Brief | Find "Tag one spot per instance of the flag" in the data, then restate the line it sits in and every later line word for word, ending with the last line.

Excerpted records |
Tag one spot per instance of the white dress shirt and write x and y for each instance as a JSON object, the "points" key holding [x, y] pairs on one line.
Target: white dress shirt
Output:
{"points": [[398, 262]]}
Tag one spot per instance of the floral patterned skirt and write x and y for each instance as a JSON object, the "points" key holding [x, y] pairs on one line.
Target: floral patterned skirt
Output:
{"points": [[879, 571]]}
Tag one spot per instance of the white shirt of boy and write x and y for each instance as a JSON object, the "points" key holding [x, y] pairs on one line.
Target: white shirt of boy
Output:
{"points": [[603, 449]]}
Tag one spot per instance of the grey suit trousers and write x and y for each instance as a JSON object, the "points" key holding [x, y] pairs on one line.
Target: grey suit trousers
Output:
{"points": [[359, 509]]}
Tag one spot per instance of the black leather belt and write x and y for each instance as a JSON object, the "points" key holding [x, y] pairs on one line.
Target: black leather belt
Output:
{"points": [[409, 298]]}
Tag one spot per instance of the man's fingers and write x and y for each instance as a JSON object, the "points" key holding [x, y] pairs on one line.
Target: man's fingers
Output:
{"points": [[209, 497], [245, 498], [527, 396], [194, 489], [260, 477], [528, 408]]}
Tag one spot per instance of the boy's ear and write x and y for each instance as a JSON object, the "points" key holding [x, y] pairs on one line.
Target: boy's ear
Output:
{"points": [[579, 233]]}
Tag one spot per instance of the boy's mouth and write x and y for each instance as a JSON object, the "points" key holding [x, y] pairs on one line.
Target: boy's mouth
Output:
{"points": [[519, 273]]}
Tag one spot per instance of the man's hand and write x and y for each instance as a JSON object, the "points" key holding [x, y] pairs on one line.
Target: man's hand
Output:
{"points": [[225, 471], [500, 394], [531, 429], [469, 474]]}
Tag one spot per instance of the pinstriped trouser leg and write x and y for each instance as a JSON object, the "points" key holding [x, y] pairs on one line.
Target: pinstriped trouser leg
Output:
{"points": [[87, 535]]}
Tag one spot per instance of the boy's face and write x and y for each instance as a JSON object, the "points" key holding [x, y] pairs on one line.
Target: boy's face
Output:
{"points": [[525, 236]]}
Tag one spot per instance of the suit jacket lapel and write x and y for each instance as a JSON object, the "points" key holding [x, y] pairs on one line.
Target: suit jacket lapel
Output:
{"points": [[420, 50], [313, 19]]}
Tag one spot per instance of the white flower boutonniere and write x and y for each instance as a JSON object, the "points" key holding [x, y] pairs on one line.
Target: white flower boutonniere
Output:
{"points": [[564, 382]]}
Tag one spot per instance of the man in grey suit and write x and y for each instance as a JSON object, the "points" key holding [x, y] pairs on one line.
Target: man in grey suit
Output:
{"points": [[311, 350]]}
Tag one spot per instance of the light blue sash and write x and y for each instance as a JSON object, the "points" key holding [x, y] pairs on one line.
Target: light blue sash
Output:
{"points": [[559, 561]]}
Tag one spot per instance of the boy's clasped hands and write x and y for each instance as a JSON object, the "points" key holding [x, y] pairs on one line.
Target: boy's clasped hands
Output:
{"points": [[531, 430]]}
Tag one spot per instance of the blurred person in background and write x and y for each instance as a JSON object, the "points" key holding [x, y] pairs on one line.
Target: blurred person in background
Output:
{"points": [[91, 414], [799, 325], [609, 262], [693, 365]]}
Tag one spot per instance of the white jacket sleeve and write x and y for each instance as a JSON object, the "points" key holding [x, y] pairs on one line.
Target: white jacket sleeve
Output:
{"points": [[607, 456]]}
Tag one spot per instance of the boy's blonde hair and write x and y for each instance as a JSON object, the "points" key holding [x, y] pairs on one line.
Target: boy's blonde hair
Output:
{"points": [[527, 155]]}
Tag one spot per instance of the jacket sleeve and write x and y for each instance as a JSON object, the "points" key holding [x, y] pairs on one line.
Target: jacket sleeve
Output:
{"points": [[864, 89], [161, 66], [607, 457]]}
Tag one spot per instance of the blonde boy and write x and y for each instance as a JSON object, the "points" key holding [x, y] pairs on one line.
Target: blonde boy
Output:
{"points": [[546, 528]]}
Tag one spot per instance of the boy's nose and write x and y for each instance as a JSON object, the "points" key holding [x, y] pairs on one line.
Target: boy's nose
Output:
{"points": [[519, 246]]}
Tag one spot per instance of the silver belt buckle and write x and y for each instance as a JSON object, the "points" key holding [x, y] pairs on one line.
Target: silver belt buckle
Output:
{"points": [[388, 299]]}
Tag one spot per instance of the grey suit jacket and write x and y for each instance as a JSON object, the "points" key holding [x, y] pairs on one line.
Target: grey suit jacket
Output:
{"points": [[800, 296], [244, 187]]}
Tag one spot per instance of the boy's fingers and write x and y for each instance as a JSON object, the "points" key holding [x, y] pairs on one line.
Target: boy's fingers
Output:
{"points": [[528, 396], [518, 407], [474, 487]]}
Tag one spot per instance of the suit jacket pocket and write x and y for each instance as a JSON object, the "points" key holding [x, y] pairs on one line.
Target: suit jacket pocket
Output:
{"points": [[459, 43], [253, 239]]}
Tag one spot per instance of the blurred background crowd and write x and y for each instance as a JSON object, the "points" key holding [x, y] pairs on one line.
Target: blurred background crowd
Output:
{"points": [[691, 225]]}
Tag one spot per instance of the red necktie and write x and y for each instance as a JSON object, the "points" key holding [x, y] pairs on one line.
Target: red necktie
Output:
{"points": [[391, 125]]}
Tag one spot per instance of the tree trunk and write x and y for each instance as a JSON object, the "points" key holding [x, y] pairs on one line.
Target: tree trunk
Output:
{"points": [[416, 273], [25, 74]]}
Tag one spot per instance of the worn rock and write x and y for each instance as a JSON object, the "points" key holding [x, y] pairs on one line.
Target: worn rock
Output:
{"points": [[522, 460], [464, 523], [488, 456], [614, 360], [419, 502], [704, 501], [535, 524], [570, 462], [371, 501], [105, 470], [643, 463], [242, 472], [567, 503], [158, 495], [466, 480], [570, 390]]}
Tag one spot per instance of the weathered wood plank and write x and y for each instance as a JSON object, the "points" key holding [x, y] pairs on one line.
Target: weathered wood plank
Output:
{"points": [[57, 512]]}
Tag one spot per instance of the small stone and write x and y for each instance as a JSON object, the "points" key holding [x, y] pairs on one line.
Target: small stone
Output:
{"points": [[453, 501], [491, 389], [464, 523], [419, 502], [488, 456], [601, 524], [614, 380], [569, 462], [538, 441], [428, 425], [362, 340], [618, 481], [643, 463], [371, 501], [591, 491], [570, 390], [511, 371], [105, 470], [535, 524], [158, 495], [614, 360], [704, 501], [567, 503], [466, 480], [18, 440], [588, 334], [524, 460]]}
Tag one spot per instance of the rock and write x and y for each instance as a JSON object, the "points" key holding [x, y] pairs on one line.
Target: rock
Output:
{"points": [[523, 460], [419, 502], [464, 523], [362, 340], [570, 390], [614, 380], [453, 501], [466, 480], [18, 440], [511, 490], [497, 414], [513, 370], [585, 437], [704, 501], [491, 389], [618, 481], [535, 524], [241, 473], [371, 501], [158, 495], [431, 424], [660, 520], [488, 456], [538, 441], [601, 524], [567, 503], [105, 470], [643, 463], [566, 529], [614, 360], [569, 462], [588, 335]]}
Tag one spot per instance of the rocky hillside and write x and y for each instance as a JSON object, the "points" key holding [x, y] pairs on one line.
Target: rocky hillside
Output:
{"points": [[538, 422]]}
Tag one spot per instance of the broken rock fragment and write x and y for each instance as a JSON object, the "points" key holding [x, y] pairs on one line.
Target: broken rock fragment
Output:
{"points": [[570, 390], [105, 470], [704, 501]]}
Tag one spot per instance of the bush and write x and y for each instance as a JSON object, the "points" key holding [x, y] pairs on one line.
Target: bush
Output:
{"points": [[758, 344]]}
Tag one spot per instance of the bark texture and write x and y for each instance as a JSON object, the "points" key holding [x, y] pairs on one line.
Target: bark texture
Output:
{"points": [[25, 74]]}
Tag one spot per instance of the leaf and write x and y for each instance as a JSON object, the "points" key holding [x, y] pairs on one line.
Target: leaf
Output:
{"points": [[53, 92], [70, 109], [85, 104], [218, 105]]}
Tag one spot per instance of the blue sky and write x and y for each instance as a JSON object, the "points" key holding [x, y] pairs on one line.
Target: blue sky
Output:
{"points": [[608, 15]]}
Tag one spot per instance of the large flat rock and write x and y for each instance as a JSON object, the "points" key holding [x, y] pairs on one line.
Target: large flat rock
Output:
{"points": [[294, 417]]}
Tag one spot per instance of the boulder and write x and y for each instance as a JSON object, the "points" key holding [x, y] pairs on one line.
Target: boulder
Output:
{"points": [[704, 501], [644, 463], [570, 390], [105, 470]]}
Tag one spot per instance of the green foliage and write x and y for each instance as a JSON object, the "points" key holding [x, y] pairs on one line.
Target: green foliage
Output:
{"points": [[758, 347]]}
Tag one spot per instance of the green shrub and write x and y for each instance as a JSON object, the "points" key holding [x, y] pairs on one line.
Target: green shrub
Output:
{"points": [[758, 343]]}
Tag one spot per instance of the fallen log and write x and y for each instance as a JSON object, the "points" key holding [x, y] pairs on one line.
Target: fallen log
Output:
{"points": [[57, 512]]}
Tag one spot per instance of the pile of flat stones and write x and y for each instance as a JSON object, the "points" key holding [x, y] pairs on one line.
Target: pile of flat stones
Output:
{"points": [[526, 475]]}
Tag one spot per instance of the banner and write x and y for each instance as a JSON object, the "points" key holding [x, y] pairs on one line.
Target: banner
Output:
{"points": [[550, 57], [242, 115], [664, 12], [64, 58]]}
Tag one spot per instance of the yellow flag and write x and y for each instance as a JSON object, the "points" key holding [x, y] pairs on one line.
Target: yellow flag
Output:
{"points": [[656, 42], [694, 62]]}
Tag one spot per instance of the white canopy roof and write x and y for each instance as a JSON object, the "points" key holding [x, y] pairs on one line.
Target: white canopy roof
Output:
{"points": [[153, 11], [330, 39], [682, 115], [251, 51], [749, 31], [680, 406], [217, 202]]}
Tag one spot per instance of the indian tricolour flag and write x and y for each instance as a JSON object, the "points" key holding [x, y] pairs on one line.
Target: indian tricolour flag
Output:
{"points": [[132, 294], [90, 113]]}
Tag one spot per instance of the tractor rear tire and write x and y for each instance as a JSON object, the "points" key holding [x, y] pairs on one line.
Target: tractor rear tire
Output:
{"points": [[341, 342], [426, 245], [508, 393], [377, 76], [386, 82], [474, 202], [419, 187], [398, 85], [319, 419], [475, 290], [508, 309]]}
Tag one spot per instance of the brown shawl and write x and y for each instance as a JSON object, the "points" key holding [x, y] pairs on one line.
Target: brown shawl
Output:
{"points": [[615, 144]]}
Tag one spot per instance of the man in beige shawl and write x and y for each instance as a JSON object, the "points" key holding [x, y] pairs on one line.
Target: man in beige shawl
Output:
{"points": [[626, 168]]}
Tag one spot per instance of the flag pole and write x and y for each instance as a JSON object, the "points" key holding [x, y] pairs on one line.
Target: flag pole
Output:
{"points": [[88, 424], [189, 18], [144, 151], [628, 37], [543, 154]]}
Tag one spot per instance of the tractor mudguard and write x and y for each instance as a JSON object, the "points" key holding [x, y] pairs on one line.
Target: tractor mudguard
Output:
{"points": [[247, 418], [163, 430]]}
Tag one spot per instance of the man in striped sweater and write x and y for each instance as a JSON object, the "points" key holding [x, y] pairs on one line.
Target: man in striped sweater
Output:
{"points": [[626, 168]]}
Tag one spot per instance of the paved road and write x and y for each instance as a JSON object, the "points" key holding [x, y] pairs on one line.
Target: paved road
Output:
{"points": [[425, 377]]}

The completed task |
Tag one spot per instance of the flag pole and write x and y for each instance as a JSON object, the "points" key holding [x, y] pairs on one line.
Target: flag pole
Output:
{"points": [[88, 424], [189, 18], [144, 151], [628, 37], [543, 154]]}
Tag one spot per instance of the tractor mudguard and write x and y for each instance as a JSON object, the "points" key holding [x, y] pairs on one line.
Target: tractor mudguard
Output:
{"points": [[247, 418], [163, 430]]}
Tag one spot per instance of the man in striped sweater and write x and y for each instance as a JSON object, the "points" key holding [x, y] pairs on one line.
Target: man in striped sweater
Output:
{"points": [[626, 168]]}
Tag one spot per instance of the paved road and write x and y for each instance as a JSON object, the "points" key holding [x, y] pairs on one line.
Target: paved road
Output:
{"points": [[425, 377]]}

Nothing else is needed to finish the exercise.